**WRITTEN INSTRUCTION A:** Count the lines of the listing that contain the string "trace", treating case as significant, and give only the number.

**EXCERPT:**
But if that’s too puny for your tastes, or would like something to run your laptop on as well, try the Voltaic line of products like the Voltaic Solar Charger backpack.
Boost your Connectivity
So you’re stuck in the woods and in your car, and suddenly see the ghost of that Verizon guy in the thicket mocking you ( “Can you hear me now? Good!”). You check your phone, zero bars. But don’t despair you’ve prepared yourself for this eventuality.
You yank out your Wi-Ex zBoost car cell phone booster and whammo, you’re Tweeting your l33tness to all your buddies who didn’t have the guts to commute.
If you have tethering on your phone, you’re ready to rock and roll with your laptop too! But in case you don’t, you can get a Wifi signal booster as well…
Assuming your adapter has a SMA connection (not many do, so get one now if you’re accident prone) you can get a D-Link ANT24 which helps increase your adapter’s ability to connect to weak signals.
Ever tried using your laptop while driving? That pesky steering wheel always gets in the way doesn’t it? Now that you’re in a ditch, you can use both hands to type, but that steering wheel is still in the way. Enter the Bracketron Universal Vehicle Laptop Mount. By putting the laptop on a tray, you’re free to use both hands for … work.
Soon you’re going to get hungry, so rather than cannibalize your left foot or go foraging for berries where equally hungry mammals live, you can bulk up with supplements instead.
Eventually gas and power is going to run out, and the sun will set – now how do you keep warm without the ambient heat from all your electronics? Sure Solar Blankets are economical, but where’s the fashion chic? Get yourself a Snuggie instead, or better yet, get the Street Fighter IV Snuggie and spend some quality time with Blanka and Balrog.
Congratulations! You have either polished off that budget justification spreadsheet and sent it off to your CFO, or you’ve been attacked by a pack of wild coyotes drawn to you by the hypersonic sounds of the wifi antenna on your car roof.
Either way, you can laugh at all your detractors and critics because you finally put your geek car survival pack to good use … for a few hours anyway.

**DATA TO USE:**
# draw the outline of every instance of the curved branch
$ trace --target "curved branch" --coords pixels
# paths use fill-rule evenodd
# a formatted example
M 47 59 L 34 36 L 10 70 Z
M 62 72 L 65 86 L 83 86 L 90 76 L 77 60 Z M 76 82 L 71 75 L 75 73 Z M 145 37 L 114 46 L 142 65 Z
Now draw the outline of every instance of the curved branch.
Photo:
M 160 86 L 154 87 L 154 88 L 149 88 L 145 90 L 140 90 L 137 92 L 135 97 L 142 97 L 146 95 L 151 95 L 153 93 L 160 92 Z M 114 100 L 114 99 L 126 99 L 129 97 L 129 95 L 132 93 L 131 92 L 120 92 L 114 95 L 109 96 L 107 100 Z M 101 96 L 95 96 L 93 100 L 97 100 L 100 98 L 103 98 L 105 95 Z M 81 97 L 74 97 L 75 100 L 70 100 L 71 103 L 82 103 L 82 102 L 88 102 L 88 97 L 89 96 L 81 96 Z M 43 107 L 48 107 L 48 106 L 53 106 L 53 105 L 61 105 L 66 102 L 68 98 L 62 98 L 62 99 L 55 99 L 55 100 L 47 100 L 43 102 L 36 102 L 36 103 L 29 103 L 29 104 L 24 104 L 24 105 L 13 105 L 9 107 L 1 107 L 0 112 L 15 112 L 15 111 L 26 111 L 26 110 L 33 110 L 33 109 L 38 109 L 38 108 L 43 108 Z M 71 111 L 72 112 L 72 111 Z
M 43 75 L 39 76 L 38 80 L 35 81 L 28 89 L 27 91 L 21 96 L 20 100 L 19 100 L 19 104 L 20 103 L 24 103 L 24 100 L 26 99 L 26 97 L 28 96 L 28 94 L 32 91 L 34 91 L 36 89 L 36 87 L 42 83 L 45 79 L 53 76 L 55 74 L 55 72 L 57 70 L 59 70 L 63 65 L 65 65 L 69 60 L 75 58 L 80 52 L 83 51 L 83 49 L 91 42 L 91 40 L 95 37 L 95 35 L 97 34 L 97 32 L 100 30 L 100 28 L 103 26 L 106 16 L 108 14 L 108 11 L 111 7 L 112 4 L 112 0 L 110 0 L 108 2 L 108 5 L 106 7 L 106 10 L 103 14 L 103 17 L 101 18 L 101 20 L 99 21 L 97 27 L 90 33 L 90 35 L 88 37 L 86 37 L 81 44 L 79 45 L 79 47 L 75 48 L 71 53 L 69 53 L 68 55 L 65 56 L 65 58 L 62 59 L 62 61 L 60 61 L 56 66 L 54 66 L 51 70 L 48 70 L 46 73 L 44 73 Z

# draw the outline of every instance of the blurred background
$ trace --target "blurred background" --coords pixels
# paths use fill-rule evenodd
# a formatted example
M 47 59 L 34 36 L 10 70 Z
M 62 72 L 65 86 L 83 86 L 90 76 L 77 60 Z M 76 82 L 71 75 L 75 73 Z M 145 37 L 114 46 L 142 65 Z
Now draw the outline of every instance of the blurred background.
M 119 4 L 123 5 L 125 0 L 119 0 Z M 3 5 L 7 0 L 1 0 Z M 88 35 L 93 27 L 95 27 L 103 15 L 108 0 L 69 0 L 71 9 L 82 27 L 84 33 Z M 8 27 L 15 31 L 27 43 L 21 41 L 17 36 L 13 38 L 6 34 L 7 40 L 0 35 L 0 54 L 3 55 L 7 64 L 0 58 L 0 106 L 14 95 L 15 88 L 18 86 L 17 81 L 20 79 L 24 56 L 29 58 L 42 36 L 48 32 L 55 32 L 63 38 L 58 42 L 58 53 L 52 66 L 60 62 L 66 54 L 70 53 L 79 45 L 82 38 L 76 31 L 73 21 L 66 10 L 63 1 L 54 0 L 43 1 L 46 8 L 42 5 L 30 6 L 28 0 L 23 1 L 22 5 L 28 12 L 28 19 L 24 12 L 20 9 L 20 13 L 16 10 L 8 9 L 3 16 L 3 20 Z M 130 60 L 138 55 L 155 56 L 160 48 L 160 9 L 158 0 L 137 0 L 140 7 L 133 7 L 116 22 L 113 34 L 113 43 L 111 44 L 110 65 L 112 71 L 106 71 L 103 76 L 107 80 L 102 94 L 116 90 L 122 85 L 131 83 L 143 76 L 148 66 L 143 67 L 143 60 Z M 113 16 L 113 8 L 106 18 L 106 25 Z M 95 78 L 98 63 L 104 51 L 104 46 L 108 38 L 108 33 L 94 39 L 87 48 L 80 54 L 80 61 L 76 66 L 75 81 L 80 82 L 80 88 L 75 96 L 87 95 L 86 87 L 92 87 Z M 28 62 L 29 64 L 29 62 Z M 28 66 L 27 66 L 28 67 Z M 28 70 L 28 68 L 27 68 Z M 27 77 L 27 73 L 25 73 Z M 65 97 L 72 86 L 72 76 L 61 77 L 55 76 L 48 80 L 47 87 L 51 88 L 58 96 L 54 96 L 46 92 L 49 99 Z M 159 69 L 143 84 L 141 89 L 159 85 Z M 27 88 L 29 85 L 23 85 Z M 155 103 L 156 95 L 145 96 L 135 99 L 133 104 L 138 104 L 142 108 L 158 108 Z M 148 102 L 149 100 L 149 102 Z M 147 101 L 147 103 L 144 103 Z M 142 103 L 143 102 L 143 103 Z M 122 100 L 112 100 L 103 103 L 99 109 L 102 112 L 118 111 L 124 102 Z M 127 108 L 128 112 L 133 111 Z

**WRITTEN INSTRUCTION B:** From the car survival article, list each piece of gear it identifies by a brand or model name, using the most specific name given for each.

**EXPECTED OUTPUT A:** 2

**EXPECTED OUTPUT B:**
- Voltaic Solar Charger backpack
- Wi-Ex zBoost car cell phone booster
- D-Link ANT24
- Bracketron Universal Vehicle Laptop Mount
- Street Fighter IV Snuggie